What this task involves: Transcribe every one of the lines below word for word, omitting the pictures from your answer.

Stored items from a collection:
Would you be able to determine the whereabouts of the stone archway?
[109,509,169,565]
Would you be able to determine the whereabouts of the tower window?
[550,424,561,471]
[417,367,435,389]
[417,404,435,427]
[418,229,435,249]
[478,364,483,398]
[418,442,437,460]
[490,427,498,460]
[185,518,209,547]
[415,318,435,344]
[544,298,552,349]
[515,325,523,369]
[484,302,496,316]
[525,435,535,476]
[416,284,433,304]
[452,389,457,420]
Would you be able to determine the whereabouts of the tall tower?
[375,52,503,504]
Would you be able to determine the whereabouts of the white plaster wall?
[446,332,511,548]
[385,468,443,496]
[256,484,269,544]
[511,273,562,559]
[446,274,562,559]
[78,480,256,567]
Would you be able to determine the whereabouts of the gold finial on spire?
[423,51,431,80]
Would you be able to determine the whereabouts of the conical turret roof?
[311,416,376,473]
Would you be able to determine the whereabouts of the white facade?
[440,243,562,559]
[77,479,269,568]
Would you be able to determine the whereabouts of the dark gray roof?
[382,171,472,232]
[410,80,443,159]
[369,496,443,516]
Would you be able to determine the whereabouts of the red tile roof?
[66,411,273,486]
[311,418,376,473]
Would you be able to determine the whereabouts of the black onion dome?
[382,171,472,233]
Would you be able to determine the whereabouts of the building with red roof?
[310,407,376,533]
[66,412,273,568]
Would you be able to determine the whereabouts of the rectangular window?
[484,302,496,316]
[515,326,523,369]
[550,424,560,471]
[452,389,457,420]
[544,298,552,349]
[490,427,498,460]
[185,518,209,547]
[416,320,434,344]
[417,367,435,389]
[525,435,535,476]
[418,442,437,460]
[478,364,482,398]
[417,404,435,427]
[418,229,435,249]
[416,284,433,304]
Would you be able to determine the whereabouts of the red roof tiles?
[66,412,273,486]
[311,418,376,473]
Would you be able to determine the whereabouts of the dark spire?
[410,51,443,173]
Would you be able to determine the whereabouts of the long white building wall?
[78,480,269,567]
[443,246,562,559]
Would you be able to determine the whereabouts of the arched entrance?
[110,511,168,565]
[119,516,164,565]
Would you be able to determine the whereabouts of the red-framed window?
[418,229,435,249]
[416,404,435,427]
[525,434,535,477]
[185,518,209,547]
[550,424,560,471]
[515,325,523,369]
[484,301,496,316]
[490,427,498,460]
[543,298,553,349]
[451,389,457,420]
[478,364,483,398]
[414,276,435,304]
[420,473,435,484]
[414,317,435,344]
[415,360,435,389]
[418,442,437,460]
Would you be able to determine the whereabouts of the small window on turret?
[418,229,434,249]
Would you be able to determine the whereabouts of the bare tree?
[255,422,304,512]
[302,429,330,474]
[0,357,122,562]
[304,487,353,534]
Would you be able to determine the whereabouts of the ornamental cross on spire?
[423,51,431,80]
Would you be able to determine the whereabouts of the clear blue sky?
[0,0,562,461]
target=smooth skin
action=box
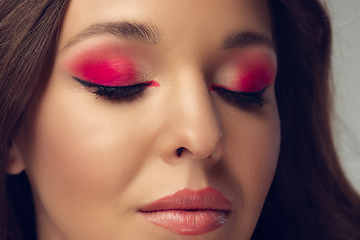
[8,0,280,240]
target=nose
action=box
[158,71,224,164]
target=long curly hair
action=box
[0,0,360,240]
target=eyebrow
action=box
[63,22,160,50]
[222,31,276,50]
[62,21,275,51]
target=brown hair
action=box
[0,0,360,240]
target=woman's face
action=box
[16,0,280,240]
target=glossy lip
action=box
[139,187,232,235]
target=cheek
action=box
[215,92,280,232]
[20,73,156,233]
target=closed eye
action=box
[74,77,153,100]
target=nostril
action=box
[176,147,185,157]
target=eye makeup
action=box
[210,49,277,93]
[209,50,277,107]
[62,43,160,100]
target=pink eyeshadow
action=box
[234,63,273,92]
[218,50,277,92]
[76,58,137,86]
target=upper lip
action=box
[140,187,232,212]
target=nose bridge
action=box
[160,71,222,162]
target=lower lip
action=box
[141,209,229,235]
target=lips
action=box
[139,187,231,235]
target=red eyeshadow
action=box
[212,49,277,92]
[76,57,137,86]
[234,62,273,92]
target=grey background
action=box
[325,0,360,192]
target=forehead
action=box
[59,0,271,49]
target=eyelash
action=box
[74,77,267,108]
[74,77,152,101]
[212,86,267,108]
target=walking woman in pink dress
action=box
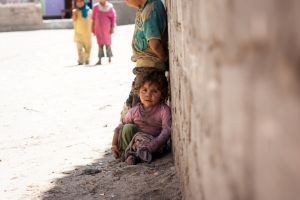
[92,0,116,65]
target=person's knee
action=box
[123,124,137,133]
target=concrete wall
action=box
[166,0,300,200]
[0,3,42,32]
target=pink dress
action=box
[93,2,116,45]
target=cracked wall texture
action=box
[166,0,300,200]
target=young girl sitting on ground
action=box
[111,72,171,164]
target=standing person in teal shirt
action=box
[122,0,168,115]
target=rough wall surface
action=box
[166,0,300,200]
[0,3,43,31]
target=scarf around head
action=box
[76,1,90,18]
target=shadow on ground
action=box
[41,151,181,200]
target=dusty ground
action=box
[0,26,180,200]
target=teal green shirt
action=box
[132,0,167,68]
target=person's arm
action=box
[148,39,168,62]
[110,8,117,34]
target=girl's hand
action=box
[111,145,121,159]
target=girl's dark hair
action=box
[139,71,168,102]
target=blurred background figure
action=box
[92,0,116,65]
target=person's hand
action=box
[111,145,121,159]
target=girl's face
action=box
[139,82,161,108]
[75,0,84,8]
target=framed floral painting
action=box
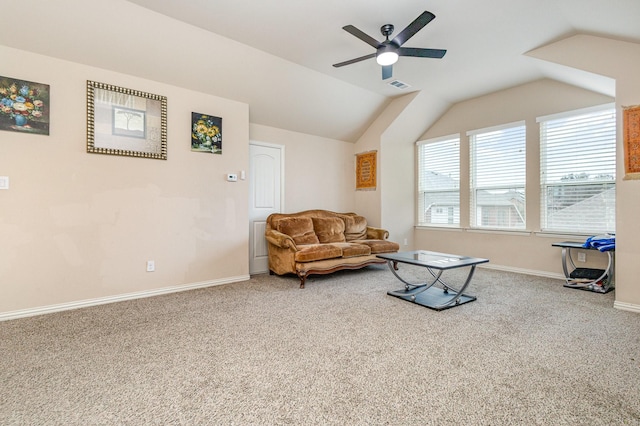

Response to this task:
Would you be able to determine the whereabouts of the stone archway?
[109,509,169,565]
Would you be able to determine the whereabouts of the tower window?
[550,424,561,471]
[417,367,435,389]
[417,404,435,427]
[418,229,435,249]
[478,364,483,398]
[418,442,437,460]
[490,427,498,460]
[185,518,209,547]
[415,318,435,344]
[544,298,552,349]
[515,325,523,369]
[484,302,496,316]
[525,435,535,476]
[416,284,433,304]
[452,389,457,420]
Would you be able to determine the whereabouts of the tall tower?
[375,52,503,504]
Would you be able to determine the whereabouts of the white plaster wall?
[446,332,511,548]
[385,468,443,496]
[256,484,269,544]
[511,273,562,559]
[446,274,562,559]
[78,480,256,567]
Would you be able to determine the whereabouts of the gold finial on spire?
[423,51,431,80]
Would you be able to determine the whereabouts of the conical turret roof?
[311,416,376,473]
Would you be able to determine the whereabouts of the white facade?
[440,243,562,559]
[77,479,269,568]
Would you be able to determine the whereabouts of the dark gray roof?
[382,171,472,232]
[410,80,443,159]
[369,496,443,516]
Would you be able to determine the whereabouts of the red tile roof?
[66,411,273,486]
[311,418,376,473]
Would you be able to determine the whereabouts of the black onion dome?
[382,171,472,233]
Would you be able to determine the whereabouts of the building with red roof?
[310,407,376,533]
[66,412,273,568]
Would you be able to determine the whereabouts of the rectangular window?
[484,302,496,316]
[515,326,523,369]
[550,424,560,471]
[452,389,457,420]
[544,298,552,349]
[490,427,498,460]
[185,518,209,547]
[416,320,434,344]
[417,367,435,389]
[525,435,535,476]
[418,442,437,460]
[478,364,482,398]
[417,404,435,427]
[418,229,435,249]
[416,284,433,304]
Would you be able to determine the whereabouts of the red roof tiles?
[66,412,273,486]
[311,418,376,473]
Would you be able to determine the whereabouts of the dark spire?
[410,51,443,173]
Would you be able to determine the whereabouts of the long white building wall?
[78,480,269,567]
[443,246,562,559]
Would you be able to determine the whereabouts of the arched entrance?
[110,511,168,565]
[119,516,164,565]
Would you be able to determine the whereabouts of the red-framed window?
[418,229,435,249]
[416,404,435,427]
[525,434,535,477]
[185,518,209,547]
[550,424,560,471]
[515,325,523,369]
[484,301,496,316]
[490,427,498,460]
[543,298,553,349]
[451,389,457,420]
[478,364,483,398]
[414,276,435,304]
[420,473,435,484]
[414,317,435,344]
[415,360,435,389]
[418,442,437,460]
Would you be able to determine the whereabouts of the small window on turret?
[418,229,434,249]
Would you be able to determine the whereabouts of the bare tree?
[255,422,304,512]
[302,429,330,474]
[0,357,122,562]
[304,487,353,534]
Would you be able to determine the whereabouts of the ornamental cross on spire?
[423,51,431,80]
Would you be able to determine the whereabouts of the clear blue sky?
[0,0,562,461]
target=smooth skin
action=box
[8,0,280,240]
target=nose
action=box
[158,71,224,164]
target=long curly hair
action=box
[0,0,360,240]
target=eyebrow
action=box
[63,22,160,50]
[222,31,276,50]
[62,21,275,51]
target=brown hair
action=box
[0,0,360,240]
target=woman's face
action=box
[16,0,280,240]
target=glossy lip
action=box
[139,187,232,235]
target=cheek
action=box
[215,92,280,232]
[20,73,156,233]
target=closed eye
action=box
[74,77,153,100]
target=nostril
action=box
[176,147,185,157]
target=eye makeup
action=box
[210,49,277,93]
[209,50,277,107]
[62,43,160,100]
target=pink eyeshadow
action=box
[234,63,273,92]
[218,50,277,92]
[76,58,137,86]
target=upper lip
action=box
[140,187,232,212]
target=nose bridge
action=box
[160,71,222,162]
target=lower lip
action=box
[141,209,229,235]
target=lips
action=box
[139,187,231,235]
target=red eyeshadow
action=box
[212,49,277,92]
[76,57,137,86]
[234,62,273,92]
target=grey background
action=box
[325,0,360,192]
target=forehead
action=box
[59,0,271,49]
target=eyelash
action=box
[74,77,267,108]
[74,77,152,101]
[212,86,267,108]
target=walking woman in pink dress
action=box
[92,0,116,65]
target=person's knee
action=box
[123,124,137,133]
target=concrete wall
action=box
[166,0,300,200]
[0,3,42,32]
target=pink dress
action=box
[93,2,116,45]
target=cracked wall texture
action=box
[166,0,300,200]
target=young girl sitting on ground
action=box
[111,72,171,164]
target=standing person in teal shirt
action=box
[122,0,168,115]
target=rough wall surface
action=box
[166,0,300,200]
[0,3,43,31]
target=scarf around head
action=box
[76,1,90,18]
target=shadow on ground
action=box
[41,151,181,200]
target=dusty ground
action=box
[0,26,180,200]
target=teal green shirt
action=box
[132,0,167,68]
target=person's arm
action=box
[148,39,168,62]
[110,8,117,34]
target=girl's hand
action=box
[111,145,121,159]
target=girl's dark hair
action=box
[139,71,168,102]
target=blurred background figure
action=box
[92,0,116,65]
target=person's hand
action=box
[111,145,121,159]
target=girl's face
action=box
[139,82,161,108]
[75,0,84,8]
target=framed floral painting
action=box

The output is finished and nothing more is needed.